* **Text shown**:
- - - - - - -
When you take an antibiotic for a serious infection, how does your doctor know the dose is right? Right now, the only way to check is with a blood test that goes to a lab. But researchers in Saudi Arabia are working on something that could change that completely.
A team at King Abdullah University of Science and Technology, also known as KAUST, has built a tiny wearable patch that can track antibiotic levels under your skin in real time. The whole device weighs just 6.7 grams — about as much as two pennies. It uses tiny needles smaller than a credit card is thick to sample fluid just beneath the skin, measures the drug concentration using built-in sensors, and sends the data straight to a smartphone through Bluetooth.
The patch was tested with vancomycin, a strong antibiotic used for serious infections like blood poisoning. The drug has to stay within a narrow range: too low and it won't work, too high and it can cause harm. That makes it a perfect test case for the technology.
"Wearable technologies have changed the way people monitor many aspects of their health, from physical activity to heart rate and sleep," said Khaled Nabil Salama, a professor of electrical and computer engineering and bioengineering at KAUST who led the study. "This research explores whether future wearable devices could also help us understand how medicines behave inside the body."
In lab tests and early animal studies, the patch successfully tracked how drug levels changed over several hours. The team published their findings in the journal Device in 2026.
- - - - - - -
* **Study material**:
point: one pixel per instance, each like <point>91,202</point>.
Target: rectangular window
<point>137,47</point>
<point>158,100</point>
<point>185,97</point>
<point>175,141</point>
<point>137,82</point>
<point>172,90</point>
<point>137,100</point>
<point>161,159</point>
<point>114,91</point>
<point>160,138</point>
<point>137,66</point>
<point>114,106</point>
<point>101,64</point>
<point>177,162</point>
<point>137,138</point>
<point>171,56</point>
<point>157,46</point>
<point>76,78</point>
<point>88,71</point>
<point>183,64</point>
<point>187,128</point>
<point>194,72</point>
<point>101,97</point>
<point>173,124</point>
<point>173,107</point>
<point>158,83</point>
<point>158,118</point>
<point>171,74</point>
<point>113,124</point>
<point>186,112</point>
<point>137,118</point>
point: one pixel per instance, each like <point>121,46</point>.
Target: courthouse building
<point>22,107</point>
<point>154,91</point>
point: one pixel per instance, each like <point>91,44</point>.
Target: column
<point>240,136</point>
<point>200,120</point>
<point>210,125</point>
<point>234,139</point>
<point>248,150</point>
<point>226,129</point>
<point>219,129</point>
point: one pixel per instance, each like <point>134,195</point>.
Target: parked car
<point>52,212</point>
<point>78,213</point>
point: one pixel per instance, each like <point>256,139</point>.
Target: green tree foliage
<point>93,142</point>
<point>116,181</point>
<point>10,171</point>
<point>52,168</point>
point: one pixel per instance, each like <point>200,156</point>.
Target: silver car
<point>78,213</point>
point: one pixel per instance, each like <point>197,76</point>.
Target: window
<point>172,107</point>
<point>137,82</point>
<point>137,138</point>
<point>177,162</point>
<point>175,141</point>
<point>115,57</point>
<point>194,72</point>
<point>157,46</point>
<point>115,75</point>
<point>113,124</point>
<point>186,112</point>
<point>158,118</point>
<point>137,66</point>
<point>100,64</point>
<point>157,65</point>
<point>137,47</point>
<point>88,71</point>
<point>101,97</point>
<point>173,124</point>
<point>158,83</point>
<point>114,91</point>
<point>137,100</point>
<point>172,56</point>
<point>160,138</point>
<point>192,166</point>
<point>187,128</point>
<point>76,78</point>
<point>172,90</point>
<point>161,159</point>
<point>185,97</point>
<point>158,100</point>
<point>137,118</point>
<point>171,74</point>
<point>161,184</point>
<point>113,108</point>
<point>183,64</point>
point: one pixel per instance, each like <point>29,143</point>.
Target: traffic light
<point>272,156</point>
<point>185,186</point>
- - - - - - -
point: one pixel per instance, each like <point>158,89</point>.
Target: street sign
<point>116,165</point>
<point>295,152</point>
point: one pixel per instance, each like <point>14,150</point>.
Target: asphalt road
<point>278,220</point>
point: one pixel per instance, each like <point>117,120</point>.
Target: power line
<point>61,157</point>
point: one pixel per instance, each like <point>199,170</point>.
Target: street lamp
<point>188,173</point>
- - - - - - -
* **What you have to do**: In the text about the wearable antibiotic patch, which drug was the patch tested with?

* **Your solution**: Vancomycin.